#### [PROBLEM TO WORK ON]
Copy each of the rows below character for character, without changing or leaving out anything.

#### [DATA FOR REVIEW]
--- START ---

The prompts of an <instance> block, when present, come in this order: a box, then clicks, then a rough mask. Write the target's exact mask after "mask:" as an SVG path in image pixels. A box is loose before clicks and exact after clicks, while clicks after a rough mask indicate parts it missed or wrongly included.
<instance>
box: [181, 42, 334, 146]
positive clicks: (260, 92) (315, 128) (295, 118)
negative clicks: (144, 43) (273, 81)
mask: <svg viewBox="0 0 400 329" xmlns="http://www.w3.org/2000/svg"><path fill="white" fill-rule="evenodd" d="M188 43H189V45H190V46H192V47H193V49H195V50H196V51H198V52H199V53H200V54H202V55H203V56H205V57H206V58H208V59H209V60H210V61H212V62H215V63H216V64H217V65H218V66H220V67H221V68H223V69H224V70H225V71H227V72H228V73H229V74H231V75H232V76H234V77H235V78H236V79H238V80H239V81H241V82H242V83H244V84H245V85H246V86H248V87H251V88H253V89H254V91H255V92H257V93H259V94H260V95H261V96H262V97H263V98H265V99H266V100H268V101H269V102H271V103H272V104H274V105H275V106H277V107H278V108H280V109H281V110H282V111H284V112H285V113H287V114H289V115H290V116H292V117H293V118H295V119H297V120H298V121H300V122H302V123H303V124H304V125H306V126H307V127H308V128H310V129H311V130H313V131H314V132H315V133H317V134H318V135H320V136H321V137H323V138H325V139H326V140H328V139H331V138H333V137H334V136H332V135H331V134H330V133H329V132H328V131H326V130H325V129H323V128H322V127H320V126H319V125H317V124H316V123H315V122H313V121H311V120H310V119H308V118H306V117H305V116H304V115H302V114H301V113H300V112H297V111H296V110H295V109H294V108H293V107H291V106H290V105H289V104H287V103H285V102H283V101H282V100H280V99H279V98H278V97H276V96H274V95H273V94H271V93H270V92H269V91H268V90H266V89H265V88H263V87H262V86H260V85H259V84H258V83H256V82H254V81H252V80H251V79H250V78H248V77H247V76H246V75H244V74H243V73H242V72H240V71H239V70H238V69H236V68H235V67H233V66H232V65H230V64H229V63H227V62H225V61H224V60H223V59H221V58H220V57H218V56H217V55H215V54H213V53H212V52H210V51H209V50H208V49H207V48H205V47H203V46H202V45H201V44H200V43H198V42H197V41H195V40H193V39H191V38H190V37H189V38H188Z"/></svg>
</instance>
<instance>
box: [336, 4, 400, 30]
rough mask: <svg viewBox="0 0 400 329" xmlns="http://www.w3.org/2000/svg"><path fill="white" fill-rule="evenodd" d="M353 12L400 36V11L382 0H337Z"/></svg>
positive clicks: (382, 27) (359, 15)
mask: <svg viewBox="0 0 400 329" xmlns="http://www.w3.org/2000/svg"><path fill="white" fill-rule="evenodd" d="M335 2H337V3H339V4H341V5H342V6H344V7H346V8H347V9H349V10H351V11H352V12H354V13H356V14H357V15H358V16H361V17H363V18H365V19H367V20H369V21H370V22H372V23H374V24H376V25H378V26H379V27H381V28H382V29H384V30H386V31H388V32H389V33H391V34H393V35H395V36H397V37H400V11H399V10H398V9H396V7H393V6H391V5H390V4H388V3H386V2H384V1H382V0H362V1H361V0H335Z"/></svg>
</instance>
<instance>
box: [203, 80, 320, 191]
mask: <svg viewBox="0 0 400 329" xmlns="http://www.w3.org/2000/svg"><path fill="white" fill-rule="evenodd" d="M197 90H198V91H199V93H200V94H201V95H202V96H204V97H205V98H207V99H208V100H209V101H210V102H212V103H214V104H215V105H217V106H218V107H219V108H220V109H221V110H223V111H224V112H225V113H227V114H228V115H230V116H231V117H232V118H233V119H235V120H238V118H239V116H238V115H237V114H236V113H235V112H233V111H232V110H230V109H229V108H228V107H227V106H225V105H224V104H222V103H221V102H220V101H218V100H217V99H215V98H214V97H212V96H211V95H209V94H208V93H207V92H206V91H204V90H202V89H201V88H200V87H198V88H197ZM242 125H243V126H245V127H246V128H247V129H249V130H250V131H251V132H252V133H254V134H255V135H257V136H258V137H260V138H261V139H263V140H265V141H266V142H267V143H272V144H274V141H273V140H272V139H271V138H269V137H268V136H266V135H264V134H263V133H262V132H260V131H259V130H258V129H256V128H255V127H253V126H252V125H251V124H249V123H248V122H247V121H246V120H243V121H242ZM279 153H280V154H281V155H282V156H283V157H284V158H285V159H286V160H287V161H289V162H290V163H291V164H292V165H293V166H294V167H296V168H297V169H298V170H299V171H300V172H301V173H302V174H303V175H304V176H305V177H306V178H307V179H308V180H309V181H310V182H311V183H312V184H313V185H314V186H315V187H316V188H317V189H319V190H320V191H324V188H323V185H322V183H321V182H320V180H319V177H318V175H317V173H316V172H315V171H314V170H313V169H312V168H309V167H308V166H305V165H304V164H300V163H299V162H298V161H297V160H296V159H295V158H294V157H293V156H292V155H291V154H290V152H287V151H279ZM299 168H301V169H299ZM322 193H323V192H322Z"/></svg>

--- END ---

#### [EXERCISE RESULT]
The prompts of an <instance> block, when present, come in this order: a box, then clicks, then a rough mask. Write the target's exact mask after "mask:" as an SVG path in image pixels. A box is loose before clicks and exact after clicks, while clicks after a rough mask indicate parts it missed or wrongly included.
<instance>
box: [181, 42, 334, 146]
positive clicks: (260, 92) (315, 128) (295, 118)
negative clicks: (144, 43) (273, 81)
mask: <svg viewBox="0 0 400 329" xmlns="http://www.w3.org/2000/svg"><path fill="white" fill-rule="evenodd" d="M188 43H189V45H190V46H192V47H193V49H195V50H196V51H198V52H199V53H200V54H202V55H203V56H205V57H206V58H208V59H209V60H210V61H212V62H215V63H216V64H217V65H218V66H220V67H221V68H223V69H224V70H225V71H227V72H228V73H229V74H231V75H232V76H234V77H235V78H236V79H238V80H239V81H241V82H242V83H244V84H245V85H246V86H248V87H251V88H253V89H254V91H255V92H257V93H259V94H260V95H261V96H262V97H263V98H265V99H266V100H268V101H269V102H271V103H272V104H274V105H275V106H277V107H278V108H280V109H281V110H282V111H284V112H285V113H287V114H289V115H290V116H292V117H293V118H295V119H297V120H298V121H300V122H302V123H303V124H304V125H306V126H307V127H308V128H310V129H311V130H313V131H314V132H315V133H317V134H318V135H320V136H321V137H323V138H325V139H326V140H328V139H331V138H333V137H334V136H332V135H331V134H330V133H329V132H328V131H326V130H325V129H323V128H322V127H320V126H319V125H317V124H316V123H315V122H313V121H311V120H310V119H308V118H306V117H305V116H304V115H302V114H301V113H300V112H297V111H296V110H295V109H294V108H293V107H291V106H290V105H289V104H287V103H285V102H283V101H282V100H280V99H279V98H278V97H276V96H274V95H273V94H271V93H270V92H269V91H268V90H266V89H265V88H263V87H262V86H260V85H259V84H258V83H256V82H254V81H252V80H251V79H250V78H248V77H247V76H246V75H244V74H243V73H242V72H240V71H239V70H238V69H236V68H235V67H233V66H232V65H230V64H229V63H227V62H225V61H224V60H223V59H221V58H220V57H218V56H217V55H215V54H213V53H212V52H210V51H209V50H208V49H207V48H205V47H203V46H202V45H201V44H200V43H198V42H197V41H195V40H193V39H191V38H190V37H189V38H188Z"/></svg>
</instance>
<instance>
box: [336, 4, 400, 30]
rough mask: <svg viewBox="0 0 400 329" xmlns="http://www.w3.org/2000/svg"><path fill="white" fill-rule="evenodd" d="M353 12L400 36V11L382 0H337Z"/></svg>
positive clicks: (382, 27) (359, 15)
mask: <svg viewBox="0 0 400 329" xmlns="http://www.w3.org/2000/svg"><path fill="white" fill-rule="evenodd" d="M335 2H337V3H339V4H341V5H342V6H344V7H346V8H347V9H349V10H351V11H352V12H354V13H356V14H357V15H358V16H361V17H363V18H365V19H367V20H369V21H370V22H372V23H374V24H376V25H378V26H379V27H381V28H382V29H384V30H386V31H388V32H389V33H391V34H393V35H395V36H397V37H400V11H399V10H398V9H396V7H393V6H391V5H390V4H388V3H386V2H384V1H382V0H362V1H361V0H335Z"/></svg>
</instance>
<instance>
box: [203, 80, 320, 191]
mask: <svg viewBox="0 0 400 329" xmlns="http://www.w3.org/2000/svg"><path fill="white" fill-rule="evenodd" d="M197 90H198V91H199V93H200V94H201V95H202V96H204V97H205V98H207V99H208V100H209V101H210V102H212V103H214V104H215V105H217V106H218V107H219V108H220V109H221V110H223V111H224V112H225V113H227V114H228V115H230V116H231V117H232V118H233V119H235V120H238V118H239V116H238V115H237V114H236V113H235V112H233V111H232V110H230V109H229V108H228V107H227V106H225V105H224V104H222V103H221V102H220V101H218V100H217V99H215V98H214V97H212V96H211V95H209V94H208V93H207V92H206V91H204V90H202V89H201V88H200V87H198V88H197ZM242 125H243V126H245V127H246V128H247V129H249V130H250V131H251V132H252V133H254V134H255V135H257V136H258V137H260V138H261V139H263V140H265V141H266V142H267V143H272V144H274V141H273V140H272V139H271V138H269V137H268V136H266V135H264V134H263V133H262V132H260V131H259V130H258V129H256V128H255V127H253V126H252V125H251V124H249V123H248V122H247V121H246V120H243V121H242ZM279 153H280V154H281V155H282V156H283V157H284V158H285V159H286V160H287V161H289V162H290V163H291V164H292V165H293V166H294V167H296V168H297V169H298V170H299V171H300V172H301V173H302V174H303V175H304V176H305V177H306V178H307V179H308V180H309V181H310V182H311V183H312V184H313V185H314V186H315V187H316V188H317V189H319V190H320V191H324V188H323V185H322V183H321V182H320V180H319V177H318V175H317V173H316V172H315V171H314V170H313V169H312V168H309V167H308V166H305V165H304V164H300V163H299V162H298V161H297V160H296V159H295V158H294V157H293V156H292V155H291V154H290V152H287V151H279ZM299 168H301V169H299ZM322 193H323V192H322Z"/></svg>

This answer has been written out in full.